--- What the task requires ---
What is the number of lines in the data that contain "exact"? Respond with nothing else.

--- Material provided ---
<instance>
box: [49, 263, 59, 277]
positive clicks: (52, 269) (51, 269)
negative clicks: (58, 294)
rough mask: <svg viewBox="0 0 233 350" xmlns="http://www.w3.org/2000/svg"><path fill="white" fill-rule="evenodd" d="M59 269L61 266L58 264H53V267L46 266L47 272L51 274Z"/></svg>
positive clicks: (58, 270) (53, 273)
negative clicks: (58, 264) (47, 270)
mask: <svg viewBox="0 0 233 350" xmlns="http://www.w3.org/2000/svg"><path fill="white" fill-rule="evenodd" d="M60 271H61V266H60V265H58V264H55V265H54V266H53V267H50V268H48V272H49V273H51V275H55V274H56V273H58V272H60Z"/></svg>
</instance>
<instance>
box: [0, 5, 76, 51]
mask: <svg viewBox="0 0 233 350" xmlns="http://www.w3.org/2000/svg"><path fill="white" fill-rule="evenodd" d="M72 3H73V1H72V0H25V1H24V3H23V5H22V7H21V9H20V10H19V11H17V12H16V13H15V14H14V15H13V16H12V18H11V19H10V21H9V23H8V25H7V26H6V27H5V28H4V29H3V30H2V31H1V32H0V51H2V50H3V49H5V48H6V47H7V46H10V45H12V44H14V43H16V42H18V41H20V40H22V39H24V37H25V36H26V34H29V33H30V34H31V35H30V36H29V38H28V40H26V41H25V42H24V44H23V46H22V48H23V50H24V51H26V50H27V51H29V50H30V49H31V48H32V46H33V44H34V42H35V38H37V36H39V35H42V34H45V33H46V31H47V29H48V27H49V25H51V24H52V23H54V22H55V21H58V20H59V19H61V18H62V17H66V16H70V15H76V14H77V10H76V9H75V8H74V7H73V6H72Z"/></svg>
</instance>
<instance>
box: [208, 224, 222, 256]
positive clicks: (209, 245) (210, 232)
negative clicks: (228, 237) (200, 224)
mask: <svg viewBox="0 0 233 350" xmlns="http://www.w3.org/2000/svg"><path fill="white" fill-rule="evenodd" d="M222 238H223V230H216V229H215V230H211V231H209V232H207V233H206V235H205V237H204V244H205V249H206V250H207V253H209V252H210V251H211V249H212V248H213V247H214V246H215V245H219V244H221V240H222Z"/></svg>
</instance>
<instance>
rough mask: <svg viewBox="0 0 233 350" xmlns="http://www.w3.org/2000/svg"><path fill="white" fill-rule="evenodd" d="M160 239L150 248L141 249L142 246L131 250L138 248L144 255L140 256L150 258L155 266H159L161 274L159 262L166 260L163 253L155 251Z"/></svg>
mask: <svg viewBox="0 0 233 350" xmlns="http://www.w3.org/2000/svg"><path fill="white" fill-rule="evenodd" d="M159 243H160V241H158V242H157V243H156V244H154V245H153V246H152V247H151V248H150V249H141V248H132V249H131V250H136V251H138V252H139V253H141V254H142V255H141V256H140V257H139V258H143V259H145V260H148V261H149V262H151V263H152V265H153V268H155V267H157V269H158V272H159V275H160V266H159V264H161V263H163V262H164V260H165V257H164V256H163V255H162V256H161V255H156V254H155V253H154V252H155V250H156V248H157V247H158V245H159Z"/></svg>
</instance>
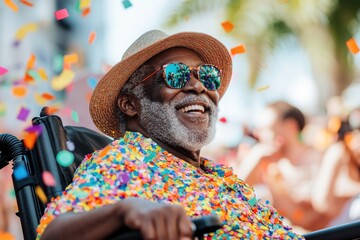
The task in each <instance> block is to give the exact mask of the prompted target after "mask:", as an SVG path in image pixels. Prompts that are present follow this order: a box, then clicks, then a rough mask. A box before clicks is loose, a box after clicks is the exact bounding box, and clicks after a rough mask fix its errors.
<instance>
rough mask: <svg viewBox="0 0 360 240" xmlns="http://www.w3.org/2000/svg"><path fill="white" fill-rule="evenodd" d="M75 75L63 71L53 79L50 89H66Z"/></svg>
mask: <svg viewBox="0 0 360 240" xmlns="http://www.w3.org/2000/svg"><path fill="white" fill-rule="evenodd" d="M74 77H75V73H74V72H73V71H70V70H64V71H63V72H62V73H61V74H60V75H59V76H58V77H55V78H53V80H52V81H51V87H52V88H53V89H54V90H56V91H61V90H63V89H64V88H66V87H67V86H68V85H69V84H70V83H71V82H72V80H73V79H74Z"/></svg>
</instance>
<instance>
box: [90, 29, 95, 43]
mask: <svg viewBox="0 0 360 240" xmlns="http://www.w3.org/2000/svg"><path fill="white" fill-rule="evenodd" d="M95 38H96V32H94V31H92V32H91V33H90V35H89V44H90V45H91V44H93V42H94V41H95Z"/></svg>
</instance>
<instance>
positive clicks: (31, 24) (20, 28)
mask: <svg viewBox="0 0 360 240" xmlns="http://www.w3.org/2000/svg"><path fill="white" fill-rule="evenodd" d="M37 29H38V25H37V24H35V23H28V24H25V25H23V26H22V27H20V28H19V30H17V32H16V34H15V38H16V39H17V40H23V39H24V38H25V37H26V35H27V34H28V33H30V32H35V31H36V30H37Z"/></svg>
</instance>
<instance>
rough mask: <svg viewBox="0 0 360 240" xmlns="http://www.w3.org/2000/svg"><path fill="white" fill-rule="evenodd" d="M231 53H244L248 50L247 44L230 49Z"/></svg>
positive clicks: (237, 46)
mask: <svg viewBox="0 0 360 240" xmlns="http://www.w3.org/2000/svg"><path fill="white" fill-rule="evenodd" d="M230 52H231V55H235V54H240V53H244V52H246V49H245V46H244V45H239V46H237V47H234V48H232V49H231V50H230Z"/></svg>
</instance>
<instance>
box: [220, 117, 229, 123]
mask: <svg viewBox="0 0 360 240" xmlns="http://www.w3.org/2000/svg"><path fill="white" fill-rule="evenodd" d="M219 121H220V122H222V123H227V119H226V118H225V117H222V118H220V119H219Z"/></svg>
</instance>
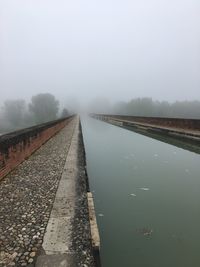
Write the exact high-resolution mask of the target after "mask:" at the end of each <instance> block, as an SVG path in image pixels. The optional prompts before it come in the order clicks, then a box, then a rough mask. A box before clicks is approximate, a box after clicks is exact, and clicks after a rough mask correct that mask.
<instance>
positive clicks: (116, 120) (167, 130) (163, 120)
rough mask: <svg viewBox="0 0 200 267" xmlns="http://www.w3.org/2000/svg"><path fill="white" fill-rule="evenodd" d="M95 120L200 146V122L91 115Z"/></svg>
mask: <svg viewBox="0 0 200 267" xmlns="http://www.w3.org/2000/svg"><path fill="white" fill-rule="evenodd" d="M91 116H92V117H93V118H96V119H99V120H102V121H105V122H108V123H111V124H113V125H116V126H119V127H124V128H127V129H130V130H133V131H136V132H138V133H146V135H148V134H149V136H151V135H152V134H155V135H156V134H157V135H158V136H162V135H163V136H168V137H171V138H173V139H177V140H182V141H183V142H185V143H189V144H194V145H195V144H196V145H199V144H200V120H198V119H176V118H159V117H135V116H120V115H104V114H91Z"/></svg>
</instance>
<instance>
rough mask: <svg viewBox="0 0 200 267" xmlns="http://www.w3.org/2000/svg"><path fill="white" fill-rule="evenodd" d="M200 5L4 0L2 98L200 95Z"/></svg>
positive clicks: (164, 2) (0, 73) (192, 4)
mask: <svg viewBox="0 0 200 267" xmlns="http://www.w3.org/2000/svg"><path fill="white" fill-rule="evenodd" d="M199 13H200V2H199V1H198V0H173V1H172V0H135V1H134V0H124V1H117V0H115V1H114V0H113V1H111V0H101V1H94V0H93V1H91V0H85V1H77V0H74V1H66V0H65V1H64V0H63V1H62V0H56V1H55V0H54V1H51V0H42V1H41V0H34V1H30V0H18V1H16V0H9V1H7V0H1V1H0V92H1V94H0V96H1V97H0V98H1V100H0V102H1V103H2V102H3V101H5V100H6V99H10V98H12V99H14V98H23V99H25V100H29V99H30V97H31V96H32V95H34V94H38V93H46V92H49V93H51V94H54V95H55V96H56V98H58V99H59V100H60V101H61V102H65V101H68V100H69V99H71V98H74V99H77V100H78V101H80V102H84V103H85V102H88V101H90V100H92V99H93V98H95V97H106V98H108V99H110V101H128V100H130V99H132V98H137V97H145V96H147V97H151V98H153V99H154V100H167V101H171V102H173V101H175V100H195V99H197V100H200V90H199V89H200V75H199V73H200V50H199V47H200V26H199V25H200V16H199ZM69 102H70V101H69Z"/></svg>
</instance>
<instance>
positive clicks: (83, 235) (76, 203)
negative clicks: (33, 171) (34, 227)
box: [36, 118, 101, 267]
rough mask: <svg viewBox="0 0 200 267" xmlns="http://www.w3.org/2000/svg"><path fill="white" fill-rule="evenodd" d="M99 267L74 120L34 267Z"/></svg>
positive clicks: (85, 161) (99, 265) (81, 143)
mask: <svg viewBox="0 0 200 267" xmlns="http://www.w3.org/2000/svg"><path fill="white" fill-rule="evenodd" d="M61 266H62V267H68V266H70V267H77V266H85V267H86V266H87V267H99V266H101V264H100V237H99V232H98V226H97V223H96V216H95V210H94V202H93V197H92V194H91V192H90V189H89V181H88V176H87V169H86V159H85V149H84V143H83V136H82V127H81V123H80V121H79V119H78V118H77V122H76V126H75V129H74V133H73V136H72V140H71V145H70V148H69V151H68V154H67V158H66V163H65V166H64V168H63V173H62V177H61V180H60V182H59V186H58V189H57V193H56V196H55V200H54V205H53V208H52V211H51V215H50V219H49V222H48V225H47V228H46V232H45V236H44V240H43V244H42V249H41V251H40V255H38V258H37V262H36V267H61Z"/></svg>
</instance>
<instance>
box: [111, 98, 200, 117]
mask: <svg viewBox="0 0 200 267" xmlns="http://www.w3.org/2000/svg"><path fill="white" fill-rule="evenodd" d="M113 112H114V113H115V114H121V115H132V116H149V117H174V118H175V117H176V118H193V119H200V101H176V102H174V103H169V102H167V101H162V102H160V101H153V100H152V99H151V98H135V99H132V100H130V101H129V102H119V103H116V104H115V105H114V107H113Z"/></svg>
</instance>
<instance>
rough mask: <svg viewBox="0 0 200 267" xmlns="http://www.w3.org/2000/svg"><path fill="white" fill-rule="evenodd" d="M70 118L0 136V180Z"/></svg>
mask: <svg viewBox="0 0 200 267" xmlns="http://www.w3.org/2000/svg"><path fill="white" fill-rule="evenodd" d="M72 118H73V116H71V117H68V118H65V119H60V120H56V121H52V122H48V123H44V124H41V125H37V126H34V127H31V128H27V129H23V130H19V131H16V132H12V133H9V134H6V135H3V136H1V137H0V179H2V178H3V177H4V176H5V175H6V174H8V173H9V172H10V171H11V170H13V169H14V168H15V167H16V166H17V165H19V164H20V163H21V162H22V161H24V160H25V159H26V158H28V157H29V156H30V155H31V154H32V153H33V152H34V151H36V150H37V149H38V148H39V147H40V146H41V145H43V144H44V143H45V142H46V141H47V140H49V139H50V138H51V137H52V136H53V135H55V134H56V133H57V132H59V131H60V130H61V129H62V128H63V127H65V126H66V125H67V123H69V121H70V120H72Z"/></svg>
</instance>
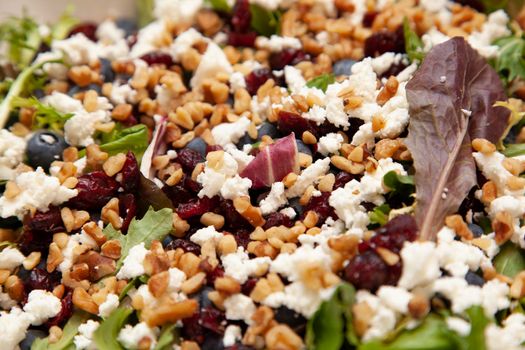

--- Finished task ---
2